EXERCISES:
1. Could you reproduce the passage on luxury retailer stocks starting at "First up, COH" and ending at "since February 2016."?
2. Which companies are named in the passage on luxury retailer stocks?

PROVIDED PASSAGE:
-=-=-

Luxury retailers are in the spotlight today, after Tiffany & Co. (NYSE:TIF) announced disappointing holiday sales. However, sector peers Coach Inc (NYSE:COH) and Michael Kors Holdings Ltd (NYSE:KORS) seem to be fazed by neither TIF's lackluster data nor some bearish analyst attention, with both stocks notably higher. What's more, while COH and KORS have both underperformed the broader equities market in recent weeks, near-term option traders and analysts have starkly different opinions on the two stocks.

First up, COH is trading 2.8% higher at $36.07 so far today, in spite of a price-target cut to $31 from $32 by Goldman Sachs. But while the stock is set to overtake its 10- and 20-day moving averages for the first time since early December, it's still down 17% since its July peak, with recent rally attempts blocked by its 200-day moving average.  

COH options are crossing the line at twice their average daily volume, with puts outnumbering calls 2,641 to 1,902. Specifically, COH's most active option is its February 34 put, which has seen possible sell-to-open action. If speculators are writing the puts to open, they're expecting COH to remain atop the $34 level through the close on Friday, Feb. 17, when the options expire -- which encompasses Coach's expected earnings release at the end of the month. COH hasn't traded below $34 since February 2016.

-=-=-

RECORDS SHOWN:
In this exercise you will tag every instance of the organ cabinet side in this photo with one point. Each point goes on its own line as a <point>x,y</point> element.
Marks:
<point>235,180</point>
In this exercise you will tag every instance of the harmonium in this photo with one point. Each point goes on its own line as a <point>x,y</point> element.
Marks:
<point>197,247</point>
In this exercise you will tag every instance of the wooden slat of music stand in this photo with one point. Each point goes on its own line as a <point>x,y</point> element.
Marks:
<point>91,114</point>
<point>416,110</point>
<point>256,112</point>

-=-=-

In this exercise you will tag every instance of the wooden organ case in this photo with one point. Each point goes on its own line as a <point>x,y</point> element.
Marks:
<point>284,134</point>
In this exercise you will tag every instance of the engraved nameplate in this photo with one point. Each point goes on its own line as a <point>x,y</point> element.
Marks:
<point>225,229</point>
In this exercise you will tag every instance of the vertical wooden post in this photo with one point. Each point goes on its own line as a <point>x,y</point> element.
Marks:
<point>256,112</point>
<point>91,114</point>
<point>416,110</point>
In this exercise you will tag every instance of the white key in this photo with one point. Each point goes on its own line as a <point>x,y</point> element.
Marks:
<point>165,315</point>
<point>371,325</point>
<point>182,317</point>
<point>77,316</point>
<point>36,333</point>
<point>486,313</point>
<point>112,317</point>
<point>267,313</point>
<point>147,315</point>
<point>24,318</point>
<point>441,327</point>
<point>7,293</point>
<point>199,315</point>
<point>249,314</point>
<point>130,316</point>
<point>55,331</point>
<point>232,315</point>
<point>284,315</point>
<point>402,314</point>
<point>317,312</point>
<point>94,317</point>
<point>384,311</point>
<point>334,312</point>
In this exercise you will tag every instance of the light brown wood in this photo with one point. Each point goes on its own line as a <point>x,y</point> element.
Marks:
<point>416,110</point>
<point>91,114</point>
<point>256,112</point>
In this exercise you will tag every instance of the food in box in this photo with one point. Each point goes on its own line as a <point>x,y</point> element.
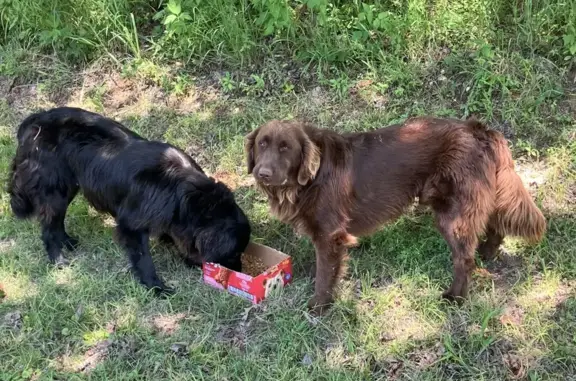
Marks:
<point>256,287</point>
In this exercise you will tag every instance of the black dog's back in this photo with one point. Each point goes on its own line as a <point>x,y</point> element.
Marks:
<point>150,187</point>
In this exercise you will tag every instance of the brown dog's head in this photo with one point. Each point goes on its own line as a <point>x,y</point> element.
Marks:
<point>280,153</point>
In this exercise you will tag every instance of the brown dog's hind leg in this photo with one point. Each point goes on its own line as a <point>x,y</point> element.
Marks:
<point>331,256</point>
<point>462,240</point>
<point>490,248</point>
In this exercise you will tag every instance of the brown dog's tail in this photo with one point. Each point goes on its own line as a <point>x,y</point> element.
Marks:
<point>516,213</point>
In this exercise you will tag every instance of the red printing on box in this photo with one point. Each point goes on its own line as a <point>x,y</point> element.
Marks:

-=-=-

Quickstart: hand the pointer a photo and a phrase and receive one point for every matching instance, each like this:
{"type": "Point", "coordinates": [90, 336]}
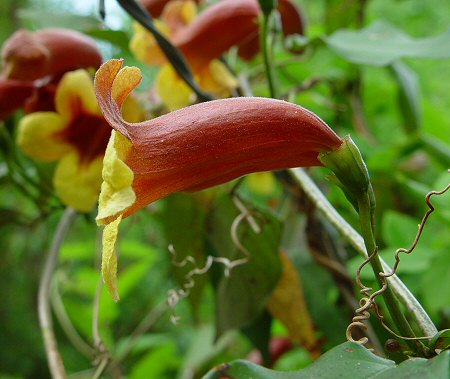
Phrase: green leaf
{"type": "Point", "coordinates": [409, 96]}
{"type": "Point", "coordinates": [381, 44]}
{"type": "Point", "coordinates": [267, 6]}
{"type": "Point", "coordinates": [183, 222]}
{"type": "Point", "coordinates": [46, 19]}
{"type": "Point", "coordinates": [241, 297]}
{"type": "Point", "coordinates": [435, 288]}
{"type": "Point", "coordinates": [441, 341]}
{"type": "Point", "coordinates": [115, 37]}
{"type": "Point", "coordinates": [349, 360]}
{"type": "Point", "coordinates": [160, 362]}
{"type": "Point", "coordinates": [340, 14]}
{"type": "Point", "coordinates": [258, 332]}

-=-=-

ANSWERS BY ITEM:
1.
First up, COH is trading 2.8% higher at $36.07 so far today, in spite of a price-target cut to $31 from $32 by Goldman Sachs. But while the stock is set to overtake its 10- and 20-day moving averages for the first time since early December, it's still down 17% since its July peak, with recent rally attempts blocked by its 200-day moving average.  

COH options are crossing the line at twice their average daily volume, with puts outnumbering calls 2,641 to 1,902. Specifically, COH's most active option is its February 34 put, which has seen possible sell-to-open action. If speculators are writing the puts to open, they're expecting COH to remain atop the $34 level through the close on Friday, Feb. 17, when the options expire -- which encompasses Coach's expected earnings release at the end of the month. COH hasn't traded below $34 since February 2016.

2.
Tiffany & Co.
Coach Inc
Michael Kors Holdings Ltd
Goldman Sachs